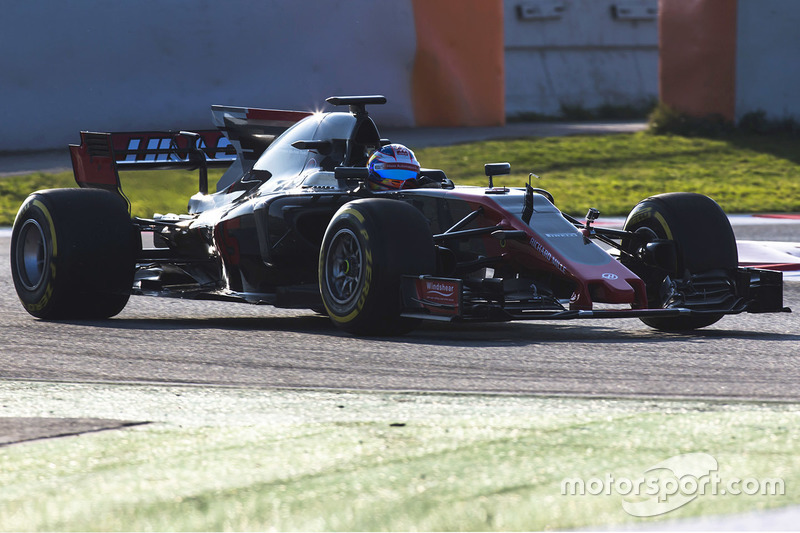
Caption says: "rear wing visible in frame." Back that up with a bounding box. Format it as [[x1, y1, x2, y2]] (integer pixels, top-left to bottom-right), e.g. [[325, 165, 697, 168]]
[[69, 106, 311, 203]]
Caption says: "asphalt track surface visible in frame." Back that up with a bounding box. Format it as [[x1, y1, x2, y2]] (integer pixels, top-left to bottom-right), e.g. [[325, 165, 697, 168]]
[[0, 226, 800, 401]]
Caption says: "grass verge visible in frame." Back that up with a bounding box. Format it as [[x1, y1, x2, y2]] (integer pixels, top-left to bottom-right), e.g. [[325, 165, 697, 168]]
[[0, 382, 800, 531], [0, 133, 800, 225]]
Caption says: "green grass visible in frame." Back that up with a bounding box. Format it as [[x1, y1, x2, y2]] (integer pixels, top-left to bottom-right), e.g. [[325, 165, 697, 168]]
[[0, 133, 800, 225], [0, 382, 800, 531], [415, 133, 800, 215]]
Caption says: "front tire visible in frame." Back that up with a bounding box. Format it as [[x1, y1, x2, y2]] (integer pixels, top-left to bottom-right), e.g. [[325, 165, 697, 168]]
[[623, 192, 738, 331], [319, 198, 436, 335], [11, 189, 139, 319]]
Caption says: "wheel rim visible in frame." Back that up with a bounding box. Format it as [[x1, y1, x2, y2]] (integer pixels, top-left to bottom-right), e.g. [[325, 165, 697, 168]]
[[325, 228, 364, 306], [16, 219, 50, 291]]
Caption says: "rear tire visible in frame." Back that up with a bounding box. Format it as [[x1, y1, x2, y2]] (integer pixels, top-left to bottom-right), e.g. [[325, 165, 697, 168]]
[[319, 198, 436, 335], [623, 192, 738, 331], [11, 189, 141, 319]]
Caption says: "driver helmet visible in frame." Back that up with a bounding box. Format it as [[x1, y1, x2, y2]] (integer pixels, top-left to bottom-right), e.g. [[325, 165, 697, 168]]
[[367, 144, 419, 191]]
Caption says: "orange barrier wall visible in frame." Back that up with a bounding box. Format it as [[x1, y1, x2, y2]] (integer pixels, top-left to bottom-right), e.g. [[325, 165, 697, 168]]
[[659, 0, 737, 121], [411, 0, 505, 126]]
◇ ◇ ◇ ◇
*Goal*
Please write out all the records again with "Back that up with a bounding box." swapped for "Confirm it with a bounding box." wherever it occurs, and change nothing else. Leave out the pictures.

*Exercise result*
Caption says: "rear wing visible in frame." Confirm it with a bounding box. Format it as [[x1, y1, x2, y2]] (integer pixels, top-left to bottom-right), e.g. [[325, 165, 697, 168]]
[[69, 106, 311, 203]]
Caption says: "asphalt track surface visible in frame." Confirm it with a bounding box. Format it as [[x1, y1, x2, y2]] (integer pixels, top-left to bottom-right), e.g. [[325, 165, 697, 168]]
[[0, 226, 800, 401]]
Caption says: "grass verge visible in frame." Confirm it with a bounding box. Format it as [[x1, y1, x2, y2]] (integer pixels, top-left to bottom-right), e.g. [[325, 165, 697, 168]]
[[0, 382, 800, 531], [0, 133, 800, 225]]
Caption says: "green grass visible in frame." Confirm it with a bounding box. Format it as [[x1, y1, x2, y2]] (integer pixels, top-left to bottom-right), e.g. [[325, 165, 697, 168]]
[[0, 133, 800, 225], [0, 382, 800, 531], [415, 133, 800, 215]]
Caption says: "front tire visible in frame." Confirm it with a bounding box. Format it as [[x1, y1, x2, y2]] (integer pixels, top-left to bottom-right), e.g. [[325, 165, 697, 168]]
[[623, 192, 738, 331], [319, 198, 436, 335], [11, 189, 139, 319]]
Caption says: "wheel rim visible in frame." Confirm it with a bounding box. Format it as [[x1, y1, x2, y2]] (integer pixels, top-left to bottom-right), e.g. [[325, 165, 697, 168]]
[[325, 228, 364, 306], [16, 219, 50, 291]]
Caption says: "rear tire visible in frame." Confirm it with a bounding box. Format it as [[x1, y1, x2, y2]] (integer pixels, top-left to bottom-right), e.g. [[325, 165, 697, 168]]
[[319, 198, 436, 335], [623, 192, 738, 331], [11, 189, 141, 319]]
Caption says: "driver helmet visible in frame." Confirm it with a bounding box. Format it as [[x1, y1, x2, y2]] (integer pixels, top-left to bottom-right), e.g. [[325, 165, 697, 168]]
[[367, 144, 419, 191]]
Caption says: "orange barrier wall visible in frame." Confirm it with a bounding box. Format it as [[x1, y1, x2, y2]] (integer pixels, top-left to bottom-right), e.g. [[325, 165, 697, 168]]
[[659, 0, 737, 121], [411, 0, 505, 126]]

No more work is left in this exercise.